### Brief
Transcribe exactly, and only, the lines from the one with "of the long" through the end of the records below, including both of those lines. Skip all pictures.

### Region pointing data
● ● ● ● ● ● ●

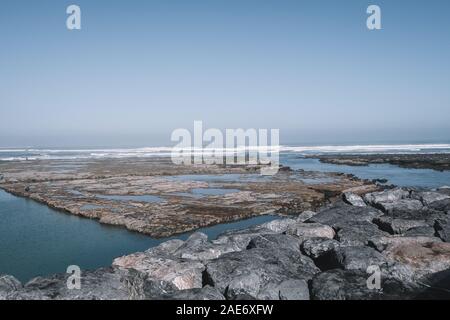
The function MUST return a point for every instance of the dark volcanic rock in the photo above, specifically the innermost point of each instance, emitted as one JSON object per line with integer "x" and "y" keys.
{"x": 8, "y": 285}
{"x": 102, "y": 284}
{"x": 442, "y": 227}
{"x": 356, "y": 257}
{"x": 400, "y": 206}
{"x": 383, "y": 197}
{"x": 340, "y": 284}
{"x": 353, "y": 199}
{"x": 275, "y": 242}
{"x": 420, "y": 232}
{"x": 441, "y": 205}
{"x": 205, "y": 293}
{"x": 398, "y": 226}
{"x": 257, "y": 273}
{"x": 341, "y": 213}
{"x": 315, "y": 248}
{"x": 429, "y": 197}
{"x": 357, "y": 233}
{"x": 310, "y": 230}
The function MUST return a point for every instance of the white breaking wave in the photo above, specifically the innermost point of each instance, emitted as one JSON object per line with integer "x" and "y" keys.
{"x": 12, "y": 154}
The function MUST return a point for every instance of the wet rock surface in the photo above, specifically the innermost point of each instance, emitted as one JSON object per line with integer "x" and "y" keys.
{"x": 341, "y": 252}
{"x": 438, "y": 162}
{"x": 158, "y": 198}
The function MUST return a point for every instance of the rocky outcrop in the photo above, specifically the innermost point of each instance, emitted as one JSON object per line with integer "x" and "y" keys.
{"x": 398, "y": 235}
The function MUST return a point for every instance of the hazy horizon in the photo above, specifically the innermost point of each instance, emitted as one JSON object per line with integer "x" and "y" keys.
{"x": 137, "y": 70}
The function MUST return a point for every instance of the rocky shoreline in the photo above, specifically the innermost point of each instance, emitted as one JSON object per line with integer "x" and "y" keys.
{"x": 330, "y": 254}
{"x": 439, "y": 162}
{"x": 158, "y": 198}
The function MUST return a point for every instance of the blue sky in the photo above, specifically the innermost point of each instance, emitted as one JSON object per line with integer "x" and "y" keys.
{"x": 139, "y": 69}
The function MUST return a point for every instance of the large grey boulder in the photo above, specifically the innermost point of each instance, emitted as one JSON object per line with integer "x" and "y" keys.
{"x": 356, "y": 258}
{"x": 275, "y": 243}
{"x": 305, "y": 215}
{"x": 423, "y": 258}
{"x": 399, "y": 206}
{"x": 310, "y": 230}
{"x": 383, "y": 242}
{"x": 279, "y": 225}
{"x": 441, "y": 205}
{"x": 383, "y": 197}
{"x": 425, "y": 231}
{"x": 257, "y": 273}
{"x": 197, "y": 247}
{"x": 442, "y": 227}
{"x": 353, "y": 199}
{"x": 342, "y": 213}
{"x": 205, "y": 293}
{"x": 292, "y": 289}
{"x": 316, "y": 248}
{"x": 158, "y": 271}
{"x": 340, "y": 284}
{"x": 240, "y": 239}
{"x": 357, "y": 233}
{"x": 101, "y": 284}
{"x": 429, "y": 197}
{"x": 398, "y": 226}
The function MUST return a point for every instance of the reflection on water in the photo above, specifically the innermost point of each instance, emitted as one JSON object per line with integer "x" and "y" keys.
{"x": 143, "y": 198}
{"x": 37, "y": 240}
{"x": 426, "y": 178}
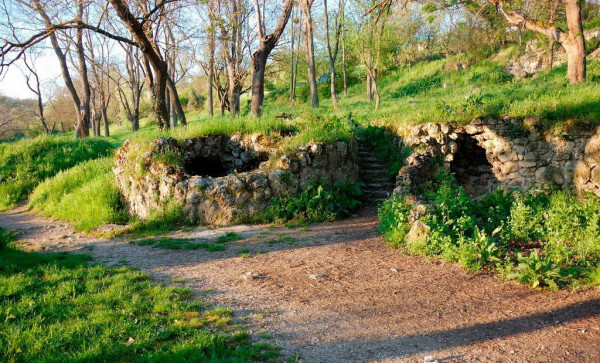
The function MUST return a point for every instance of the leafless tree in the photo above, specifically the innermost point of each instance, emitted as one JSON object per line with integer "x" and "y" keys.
{"x": 310, "y": 51}
{"x": 266, "y": 43}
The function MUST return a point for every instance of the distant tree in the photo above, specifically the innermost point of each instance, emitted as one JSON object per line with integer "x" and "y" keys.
{"x": 266, "y": 43}
{"x": 310, "y": 51}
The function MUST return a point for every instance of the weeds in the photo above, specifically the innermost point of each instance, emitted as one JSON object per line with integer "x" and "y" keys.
{"x": 545, "y": 239}
{"x": 316, "y": 203}
{"x": 168, "y": 243}
{"x": 56, "y": 307}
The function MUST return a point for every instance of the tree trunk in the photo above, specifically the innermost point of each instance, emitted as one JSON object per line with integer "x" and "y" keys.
{"x": 105, "y": 119}
{"x": 175, "y": 101}
{"x": 575, "y": 45}
{"x": 211, "y": 66}
{"x": 152, "y": 57}
{"x": 310, "y": 53}
{"x": 573, "y": 42}
{"x": 259, "y": 61}
{"x": 344, "y": 69}
{"x": 369, "y": 91}
{"x": 331, "y": 57}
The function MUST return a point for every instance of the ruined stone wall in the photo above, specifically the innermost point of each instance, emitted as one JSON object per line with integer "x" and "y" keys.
{"x": 240, "y": 195}
{"x": 509, "y": 153}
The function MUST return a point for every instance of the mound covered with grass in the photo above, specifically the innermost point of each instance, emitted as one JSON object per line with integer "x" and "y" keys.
{"x": 26, "y": 163}
{"x": 54, "y": 307}
{"x": 547, "y": 238}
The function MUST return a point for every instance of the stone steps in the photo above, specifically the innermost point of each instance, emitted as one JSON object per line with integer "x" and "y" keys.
{"x": 378, "y": 186}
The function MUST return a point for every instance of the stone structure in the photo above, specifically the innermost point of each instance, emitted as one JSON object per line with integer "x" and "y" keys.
{"x": 223, "y": 180}
{"x": 509, "y": 153}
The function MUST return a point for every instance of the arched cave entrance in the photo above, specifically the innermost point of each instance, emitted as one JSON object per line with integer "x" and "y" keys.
{"x": 204, "y": 167}
{"x": 472, "y": 169}
{"x": 217, "y": 156}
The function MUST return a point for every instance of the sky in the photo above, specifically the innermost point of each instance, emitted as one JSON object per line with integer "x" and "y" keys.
{"x": 12, "y": 81}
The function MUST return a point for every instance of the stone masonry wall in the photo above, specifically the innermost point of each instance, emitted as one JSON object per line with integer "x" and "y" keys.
{"x": 507, "y": 153}
{"x": 235, "y": 197}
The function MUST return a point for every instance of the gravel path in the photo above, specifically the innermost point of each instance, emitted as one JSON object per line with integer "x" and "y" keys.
{"x": 335, "y": 293}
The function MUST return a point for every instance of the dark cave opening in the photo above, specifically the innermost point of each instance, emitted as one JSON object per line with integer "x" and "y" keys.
{"x": 472, "y": 169}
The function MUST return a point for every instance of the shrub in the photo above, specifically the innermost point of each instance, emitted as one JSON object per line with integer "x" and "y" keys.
{"x": 5, "y": 239}
{"x": 26, "y": 163}
{"x": 317, "y": 203}
{"x": 54, "y": 307}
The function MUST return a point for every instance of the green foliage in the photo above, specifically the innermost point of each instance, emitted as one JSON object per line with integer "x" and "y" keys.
{"x": 551, "y": 237}
{"x": 53, "y": 307}
{"x": 84, "y": 195}
{"x": 316, "y": 203}
{"x": 168, "y": 243}
{"x": 26, "y": 163}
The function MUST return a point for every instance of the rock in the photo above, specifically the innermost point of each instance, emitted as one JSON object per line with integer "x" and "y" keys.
{"x": 595, "y": 175}
{"x": 253, "y": 276}
{"x": 418, "y": 233}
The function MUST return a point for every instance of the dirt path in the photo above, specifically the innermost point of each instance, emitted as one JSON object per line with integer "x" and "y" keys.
{"x": 334, "y": 293}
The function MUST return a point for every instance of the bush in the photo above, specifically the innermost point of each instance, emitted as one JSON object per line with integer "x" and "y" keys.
{"x": 26, "y": 163}
{"x": 317, "y": 203}
{"x": 387, "y": 149}
{"x": 547, "y": 238}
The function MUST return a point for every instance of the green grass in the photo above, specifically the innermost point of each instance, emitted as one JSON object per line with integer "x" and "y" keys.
{"x": 426, "y": 92}
{"x": 26, "y": 163}
{"x": 84, "y": 195}
{"x": 549, "y": 239}
{"x": 54, "y": 307}
{"x": 168, "y": 243}
{"x": 229, "y": 237}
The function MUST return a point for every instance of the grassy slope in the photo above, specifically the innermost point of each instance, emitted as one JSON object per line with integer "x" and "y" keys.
{"x": 427, "y": 93}
{"x": 54, "y": 307}
{"x": 423, "y": 93}
{"x": 26, "y": 163}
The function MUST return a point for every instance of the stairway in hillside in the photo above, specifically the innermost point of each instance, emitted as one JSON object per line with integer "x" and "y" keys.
{"x": 378, "y": 185}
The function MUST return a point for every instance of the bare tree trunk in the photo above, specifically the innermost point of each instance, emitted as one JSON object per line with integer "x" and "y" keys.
{"x": 369, "y": 90}
{"x": 573, "y": 41}
{"x": 343, "y": 40}
{"x": 84, "y": 126}
{"x": 310, "y": 53}
{"x": 259, "y": 59}
{"x": 211, "y": 62}
{"x": 576, "y": 70}
{"x": 62, "y": 60}
{"x": 175, "y": 101}
{"x": 344, "y": 66}
{"x": 105, "y": 119}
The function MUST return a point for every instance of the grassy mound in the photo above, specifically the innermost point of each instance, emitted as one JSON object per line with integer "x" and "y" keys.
{"x": 26, "y": 163}
{"x": 544, "y": 239}
{"x": 54, "y": 307}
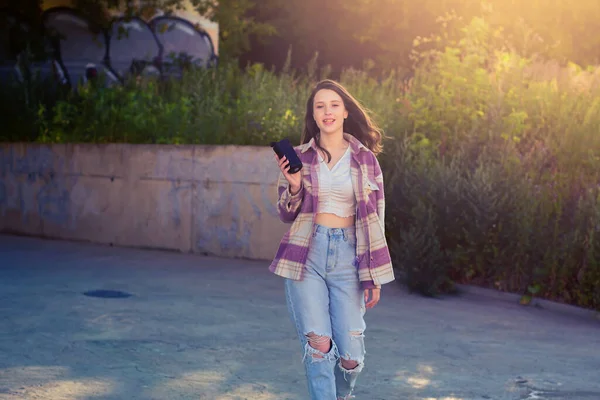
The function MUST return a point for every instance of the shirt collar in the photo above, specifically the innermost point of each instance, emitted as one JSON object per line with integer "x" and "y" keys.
{"x": 355, "y": 145}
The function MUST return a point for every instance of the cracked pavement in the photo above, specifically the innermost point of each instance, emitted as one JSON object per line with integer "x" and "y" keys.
{"x": 200, "y": 327}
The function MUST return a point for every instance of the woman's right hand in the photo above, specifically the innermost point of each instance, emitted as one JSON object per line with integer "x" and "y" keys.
{"x": 295, "y": 180}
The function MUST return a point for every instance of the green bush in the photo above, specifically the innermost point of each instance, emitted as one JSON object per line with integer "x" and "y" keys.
{"x": 491, "y": 162}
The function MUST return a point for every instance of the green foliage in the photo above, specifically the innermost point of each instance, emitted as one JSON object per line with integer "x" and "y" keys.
{"x": 491, "y": 160}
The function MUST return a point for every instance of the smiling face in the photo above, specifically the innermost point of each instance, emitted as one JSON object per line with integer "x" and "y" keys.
{"x": 329, "y": 112}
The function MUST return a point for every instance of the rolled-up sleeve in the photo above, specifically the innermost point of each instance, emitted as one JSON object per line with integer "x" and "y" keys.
{"x": 288, "y": 205}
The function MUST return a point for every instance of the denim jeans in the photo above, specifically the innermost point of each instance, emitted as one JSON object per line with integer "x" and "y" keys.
{"x": 329, "y": 301}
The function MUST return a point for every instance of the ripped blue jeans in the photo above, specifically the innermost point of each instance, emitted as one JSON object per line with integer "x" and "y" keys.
{"x": 328, "y": 303}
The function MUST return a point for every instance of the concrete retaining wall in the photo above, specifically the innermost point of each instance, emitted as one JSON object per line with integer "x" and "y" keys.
{"x": 218, "y": 200}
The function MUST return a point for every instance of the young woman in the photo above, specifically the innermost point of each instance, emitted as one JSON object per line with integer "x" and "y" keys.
{"x": 334, "y": 258}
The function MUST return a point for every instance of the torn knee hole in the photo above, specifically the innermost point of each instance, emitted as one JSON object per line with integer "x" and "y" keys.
{"x": 349, "y": 364}
{"x": 356, "y": 334}
{"x": 321, "y": 343}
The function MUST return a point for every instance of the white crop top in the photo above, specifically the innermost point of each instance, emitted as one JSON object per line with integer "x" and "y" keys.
{"x": 336, "y": 195}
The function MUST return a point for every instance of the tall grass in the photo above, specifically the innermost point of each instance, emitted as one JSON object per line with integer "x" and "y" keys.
{"x": 492, "y": 160}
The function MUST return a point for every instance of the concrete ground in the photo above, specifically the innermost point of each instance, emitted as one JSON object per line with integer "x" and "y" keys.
{"x": 218, "y": 329}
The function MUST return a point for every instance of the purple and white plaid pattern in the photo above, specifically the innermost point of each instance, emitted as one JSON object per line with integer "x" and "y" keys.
{"x": 373, "y": 256}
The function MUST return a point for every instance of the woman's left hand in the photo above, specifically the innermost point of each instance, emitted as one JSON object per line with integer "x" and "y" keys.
{"x": 372, "y": 297}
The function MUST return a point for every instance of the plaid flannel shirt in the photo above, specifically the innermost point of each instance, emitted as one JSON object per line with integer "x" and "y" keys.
{"x": 372, "y": 254}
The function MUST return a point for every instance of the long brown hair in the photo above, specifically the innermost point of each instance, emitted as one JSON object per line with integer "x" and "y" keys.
{"x": 358, "y": 123}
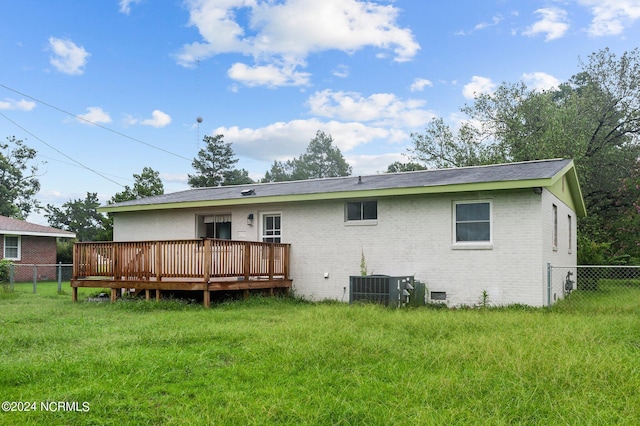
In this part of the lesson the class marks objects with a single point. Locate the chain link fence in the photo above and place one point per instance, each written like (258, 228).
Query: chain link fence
(597, 285)
(35, 273)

● ● ● ● ● ● ●

### Response area
The function MUST return a point for every instance of the long brown hair in the photo above, specifically the innermost point of each instance, emitted as one JSON object per line with integer "x" and "y" keys.
{"x": 358, "y": 123}
In this part of the lesson the class marks objects with a single point. Locate the chain link fence in the photo above and place one point per instance, each written like (258, 228).
Query: chain link fence
(597, 285)
(35, 273)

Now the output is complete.